## PASSAGE SHOWN

Effect of Genotype and Maternal Affective Disorder on Intronic Methylation of FK506 Binding Protein 5 in Cord Blood DNA

Front Genet. 2018 Dec 17:9:648. doi: 10.3389/fgene.2018.00648. eCollection 2018.

Abstract

A single nucleotide polymorphism (SNP: rs1360780) in FKBP5 (FK506 Binding Protein 5) has been shown to interact with exposure to childhood adversity to promote loss of methylation and increase in gene expression in adults. We asked whether rs1360780 can influence FKBP5 intronic methylation in the context of exposure to maternal affective disorders in utero. Sixty cord blood DNA samples from the Boston Birth Cohort were genotyped at rs1360780 and studied for methylation changes as they relate to genotype and exposure to affective disorders during pregnancy. Linear regression was employed to contrast the risk (TT) genotype to the heterozygous (CT) and homozygous (CC) genotypes with adjustment for potential confounders. The recessive genotype (TT) was associated with increased methylation at multiple CpGs in the FKBP5 intron 5 region (p < 0.01). These findings were enhanced among cases exposed to maternal affective disorders (p = 0.02). A human cell line treated with cortisol showed that changes in intron 5 CpG methylation and FKBP5 expression were inversely associated. These findings suggest that rs1360780 can influence FKBP5 intronic methylation by acting in cis as a methylation quantitative locus and highlight the impact of genotypic risk on methylation in utero. Additionally, prenatal stress exposure compounded with the risk genotype may lead to a compensatory increase in methylation.

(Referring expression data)

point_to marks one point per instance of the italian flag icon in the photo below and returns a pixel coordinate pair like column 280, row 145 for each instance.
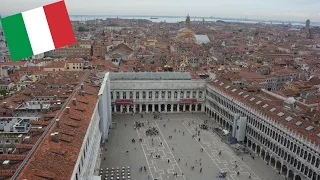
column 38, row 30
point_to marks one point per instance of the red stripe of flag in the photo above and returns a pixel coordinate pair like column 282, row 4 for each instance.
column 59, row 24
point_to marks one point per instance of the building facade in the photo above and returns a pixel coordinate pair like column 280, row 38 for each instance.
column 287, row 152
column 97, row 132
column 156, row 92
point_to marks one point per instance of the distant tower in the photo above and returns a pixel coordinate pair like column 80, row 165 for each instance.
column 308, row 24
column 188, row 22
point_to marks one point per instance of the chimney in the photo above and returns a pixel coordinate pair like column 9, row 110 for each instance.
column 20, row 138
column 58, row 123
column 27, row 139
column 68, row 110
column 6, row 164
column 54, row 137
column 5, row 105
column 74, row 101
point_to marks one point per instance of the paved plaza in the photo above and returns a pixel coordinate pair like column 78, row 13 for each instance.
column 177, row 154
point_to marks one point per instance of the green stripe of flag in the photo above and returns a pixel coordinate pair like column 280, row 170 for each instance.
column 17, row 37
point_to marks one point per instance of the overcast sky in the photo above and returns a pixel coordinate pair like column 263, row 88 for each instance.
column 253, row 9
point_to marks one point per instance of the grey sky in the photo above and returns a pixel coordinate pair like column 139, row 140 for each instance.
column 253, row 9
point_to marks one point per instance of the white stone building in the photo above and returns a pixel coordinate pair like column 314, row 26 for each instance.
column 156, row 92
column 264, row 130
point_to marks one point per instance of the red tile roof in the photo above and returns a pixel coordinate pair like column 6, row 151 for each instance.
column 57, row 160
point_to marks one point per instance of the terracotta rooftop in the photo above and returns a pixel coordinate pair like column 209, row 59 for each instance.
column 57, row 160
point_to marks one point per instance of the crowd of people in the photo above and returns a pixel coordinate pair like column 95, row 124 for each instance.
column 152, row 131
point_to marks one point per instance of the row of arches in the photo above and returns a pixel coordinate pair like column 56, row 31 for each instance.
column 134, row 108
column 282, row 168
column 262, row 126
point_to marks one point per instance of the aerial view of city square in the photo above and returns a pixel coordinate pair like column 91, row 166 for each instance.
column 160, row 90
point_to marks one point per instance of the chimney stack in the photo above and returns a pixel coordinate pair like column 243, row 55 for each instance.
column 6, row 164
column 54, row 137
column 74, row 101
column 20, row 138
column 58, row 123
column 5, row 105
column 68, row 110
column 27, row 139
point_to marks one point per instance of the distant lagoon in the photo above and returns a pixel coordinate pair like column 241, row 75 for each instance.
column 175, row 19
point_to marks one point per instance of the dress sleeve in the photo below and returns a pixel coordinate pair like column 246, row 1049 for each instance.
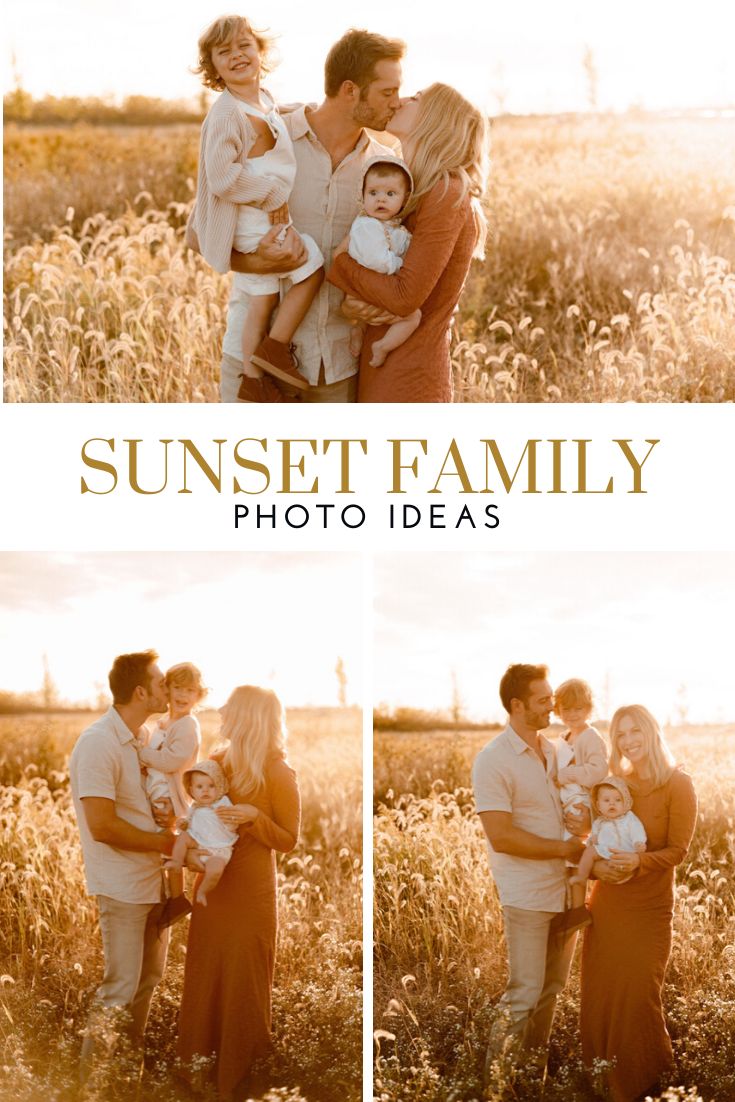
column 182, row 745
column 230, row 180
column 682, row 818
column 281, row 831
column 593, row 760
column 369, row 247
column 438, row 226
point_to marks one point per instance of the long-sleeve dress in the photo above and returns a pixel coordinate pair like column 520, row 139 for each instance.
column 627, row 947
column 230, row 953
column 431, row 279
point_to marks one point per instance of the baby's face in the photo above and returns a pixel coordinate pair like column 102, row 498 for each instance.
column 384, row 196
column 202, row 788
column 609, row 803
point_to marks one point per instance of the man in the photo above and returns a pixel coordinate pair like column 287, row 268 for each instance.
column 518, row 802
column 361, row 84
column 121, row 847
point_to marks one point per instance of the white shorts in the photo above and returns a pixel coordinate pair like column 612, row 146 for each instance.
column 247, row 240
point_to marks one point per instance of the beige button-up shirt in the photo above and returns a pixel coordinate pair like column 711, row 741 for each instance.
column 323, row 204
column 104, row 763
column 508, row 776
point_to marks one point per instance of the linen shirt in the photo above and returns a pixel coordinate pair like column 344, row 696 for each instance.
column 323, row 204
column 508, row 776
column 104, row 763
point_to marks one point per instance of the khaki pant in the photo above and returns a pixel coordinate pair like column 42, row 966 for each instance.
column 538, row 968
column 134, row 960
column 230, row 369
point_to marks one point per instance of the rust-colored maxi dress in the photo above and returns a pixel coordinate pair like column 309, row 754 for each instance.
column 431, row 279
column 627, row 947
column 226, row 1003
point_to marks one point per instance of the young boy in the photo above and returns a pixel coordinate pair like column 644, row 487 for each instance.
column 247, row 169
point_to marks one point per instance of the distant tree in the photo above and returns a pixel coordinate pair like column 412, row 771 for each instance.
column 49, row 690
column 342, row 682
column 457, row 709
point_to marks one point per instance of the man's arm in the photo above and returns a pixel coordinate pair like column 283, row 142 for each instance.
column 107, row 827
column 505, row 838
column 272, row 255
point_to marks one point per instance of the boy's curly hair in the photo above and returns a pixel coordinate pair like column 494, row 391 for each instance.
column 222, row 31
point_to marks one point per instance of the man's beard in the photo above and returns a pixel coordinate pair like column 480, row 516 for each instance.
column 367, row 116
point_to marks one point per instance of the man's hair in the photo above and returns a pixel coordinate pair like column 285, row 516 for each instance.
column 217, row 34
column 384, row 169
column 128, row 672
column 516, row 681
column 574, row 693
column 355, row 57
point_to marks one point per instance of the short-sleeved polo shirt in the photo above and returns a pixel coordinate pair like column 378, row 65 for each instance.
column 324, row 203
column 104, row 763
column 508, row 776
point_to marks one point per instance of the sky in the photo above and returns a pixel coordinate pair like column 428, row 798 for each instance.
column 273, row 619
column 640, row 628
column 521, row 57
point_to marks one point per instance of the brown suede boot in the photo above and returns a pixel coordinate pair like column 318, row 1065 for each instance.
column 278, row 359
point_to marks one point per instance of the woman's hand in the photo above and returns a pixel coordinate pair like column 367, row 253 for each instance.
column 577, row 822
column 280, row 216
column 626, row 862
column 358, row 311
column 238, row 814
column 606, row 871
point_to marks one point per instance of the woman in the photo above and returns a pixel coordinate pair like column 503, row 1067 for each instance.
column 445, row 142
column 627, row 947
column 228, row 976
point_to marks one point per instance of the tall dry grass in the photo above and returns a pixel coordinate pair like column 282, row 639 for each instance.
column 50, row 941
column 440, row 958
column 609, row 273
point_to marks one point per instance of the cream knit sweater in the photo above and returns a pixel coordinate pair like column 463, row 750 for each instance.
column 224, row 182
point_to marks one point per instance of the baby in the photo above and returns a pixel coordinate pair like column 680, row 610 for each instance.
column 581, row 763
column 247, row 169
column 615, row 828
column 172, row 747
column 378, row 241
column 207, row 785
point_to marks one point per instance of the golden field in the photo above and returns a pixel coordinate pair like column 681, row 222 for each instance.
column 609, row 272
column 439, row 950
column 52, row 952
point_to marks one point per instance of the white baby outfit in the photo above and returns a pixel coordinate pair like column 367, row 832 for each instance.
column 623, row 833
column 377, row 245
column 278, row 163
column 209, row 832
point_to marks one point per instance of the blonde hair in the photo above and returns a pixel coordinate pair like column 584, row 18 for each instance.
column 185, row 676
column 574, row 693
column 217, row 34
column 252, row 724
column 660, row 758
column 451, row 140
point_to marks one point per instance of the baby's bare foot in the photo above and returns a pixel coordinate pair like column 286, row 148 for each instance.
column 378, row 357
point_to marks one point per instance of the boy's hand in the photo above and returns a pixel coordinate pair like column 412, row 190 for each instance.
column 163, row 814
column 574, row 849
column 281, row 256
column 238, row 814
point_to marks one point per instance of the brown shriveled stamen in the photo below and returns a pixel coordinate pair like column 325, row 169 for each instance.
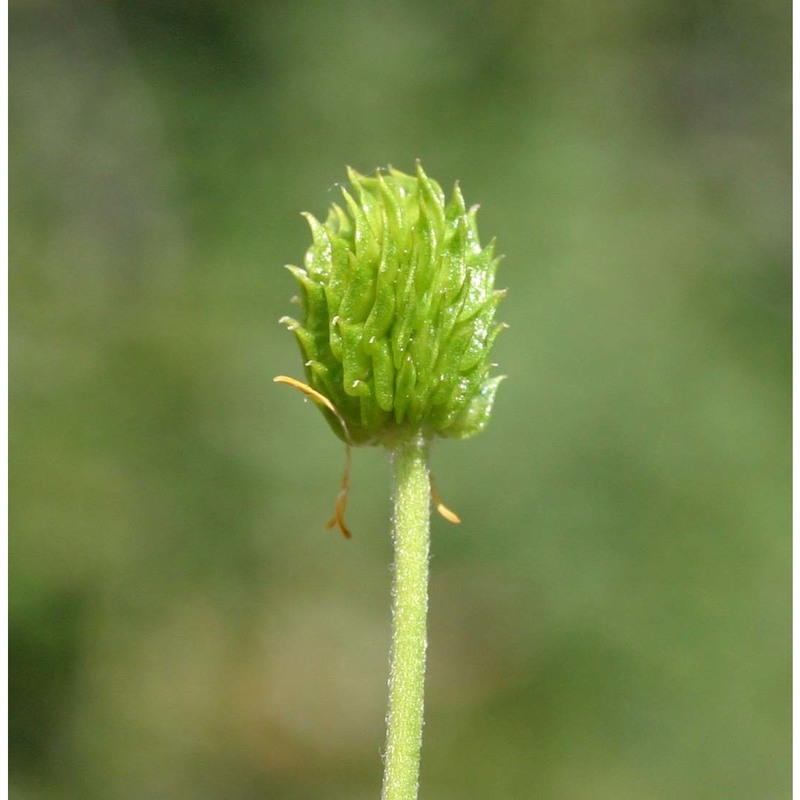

## TASK GOAL
In the FKBP5 methylation passage, copy everything from "Effect of Genotype" down to "10.3389/fgene.2018.00648. eCollection 2018.", switching "FK506 Binding Protein 5" to "FKBP5".

## RESPONSE BOX
Effect of Genotype and Maternal Affective Disorder on Intronic Methylation of FKBP5 in Cord Blood DNA

Front Genet. 2018 Dec 17:9:648. doi: 10.3389/fgene.2018.00648. eCollection 2018.